# Directive 1
Output the portion of the Server Scout article starting at "Why Server Scout" and ending at "at different intervals.", reproduced verbatim.
# Directive 2
According to the Server Scout article, from which virtual filesystems does the agent primarily read its data?

# Text passage
-=-=-

Why Server Scout Uses Tiered Collection
The Server Scout agent employs a sophisticated 5-tier data collection system that many customers initially find surprising. Why does CPU usage update every 5 seconds whilst package updates appear only once daily? The answer lies in the fundamental design philosophy: near-zero footprint monitoring that balances detection speed against resource cost.
Understanding these tiers will help you interpret your dashboard data more effectively and appreciate why certain metrics appear to update at different intervals.
The Resource Cost Problem
A naive monitoring approach would collect every possible metric every 5 seconds. This seems logical—more frequent data means better visibility, right? In practice, this creates substantial overhead:
- Dozens of command forks per collection cycle
- Measurable CPU impact from constant subprocess creation
- Unnecessary strain on system resources
- Identical data points for metrics that rarely change
Server Scout takes a different approach. The agent is a pure Bash script that reads primarily from /proc and /sys virtual filesystems—kernel-served data with zero disk I/O. Only when necessary does it fork external commands, and then only at intervals appropriate to each metric's rate of change.
The Five Collection Tiers
Fast Tier: Every 5 Seconds
The Fast Tier captures the most volatile and critical metrics—those that change rapidly and require immediate alerting capabilities.

-=-=-

# Excerpts from point annotation data
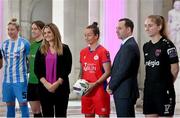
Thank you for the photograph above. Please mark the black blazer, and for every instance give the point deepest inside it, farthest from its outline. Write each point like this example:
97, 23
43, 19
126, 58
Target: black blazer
64, 64
124, 71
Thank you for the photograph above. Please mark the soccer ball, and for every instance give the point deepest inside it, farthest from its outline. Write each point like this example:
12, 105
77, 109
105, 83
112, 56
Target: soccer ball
80, 87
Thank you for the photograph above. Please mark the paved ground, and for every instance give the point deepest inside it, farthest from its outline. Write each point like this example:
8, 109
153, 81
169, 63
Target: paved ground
74, 110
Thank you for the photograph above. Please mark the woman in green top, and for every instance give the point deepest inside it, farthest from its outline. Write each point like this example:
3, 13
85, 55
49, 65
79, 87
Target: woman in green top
33, 92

-=-=-

# Full output 1
Why Server Scout Uses Tiered Collection
The Server Scout agent employs a sophisticated 5-tier data collection system that many customers initially find surprising. Why does CPU usage update every 5 seconds whilst package updates appear only once daily? The answer lies in the fundamental design philosophy: near-zero footprint monitoring that balances detection speed against resource cost.
Understanding these tiers will help you interpret your dashboard data more effectively and appreciate why certain metrics appear to update at different intervals.

# Full output 2
/proc and /sys